### AIM
Pick out every line below that contains the string "ceiling" and copy each one in full. Treat uppercase and lowercase as different.

━━━━━━━━━━━━━━━━━━━━

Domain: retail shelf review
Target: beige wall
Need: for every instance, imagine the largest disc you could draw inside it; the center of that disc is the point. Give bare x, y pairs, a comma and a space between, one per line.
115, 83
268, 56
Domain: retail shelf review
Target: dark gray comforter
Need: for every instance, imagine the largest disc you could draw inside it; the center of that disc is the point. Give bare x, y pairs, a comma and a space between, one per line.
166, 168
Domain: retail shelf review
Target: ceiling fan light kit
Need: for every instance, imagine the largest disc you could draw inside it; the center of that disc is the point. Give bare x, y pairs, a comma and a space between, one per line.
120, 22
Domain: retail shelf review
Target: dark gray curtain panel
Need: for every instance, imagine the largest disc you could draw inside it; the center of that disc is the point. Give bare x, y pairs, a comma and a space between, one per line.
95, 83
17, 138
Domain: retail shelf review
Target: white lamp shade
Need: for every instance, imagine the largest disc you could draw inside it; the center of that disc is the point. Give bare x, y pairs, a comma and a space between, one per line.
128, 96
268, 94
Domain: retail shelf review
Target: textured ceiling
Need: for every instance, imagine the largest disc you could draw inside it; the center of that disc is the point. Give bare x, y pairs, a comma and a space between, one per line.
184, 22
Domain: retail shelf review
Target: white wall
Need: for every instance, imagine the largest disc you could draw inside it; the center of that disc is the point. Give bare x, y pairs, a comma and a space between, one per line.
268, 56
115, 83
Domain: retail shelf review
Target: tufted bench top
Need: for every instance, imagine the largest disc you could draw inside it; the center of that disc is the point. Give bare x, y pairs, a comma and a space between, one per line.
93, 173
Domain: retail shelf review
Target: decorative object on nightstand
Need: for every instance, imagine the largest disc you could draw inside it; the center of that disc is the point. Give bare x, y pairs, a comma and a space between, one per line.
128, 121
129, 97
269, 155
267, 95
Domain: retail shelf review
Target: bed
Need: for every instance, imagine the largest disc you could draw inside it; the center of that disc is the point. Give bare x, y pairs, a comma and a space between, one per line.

━━━━━━━━━━━━━━━━━━━━

### SOLUTION
Target: ceiling fan light kit
Target: textured ceiling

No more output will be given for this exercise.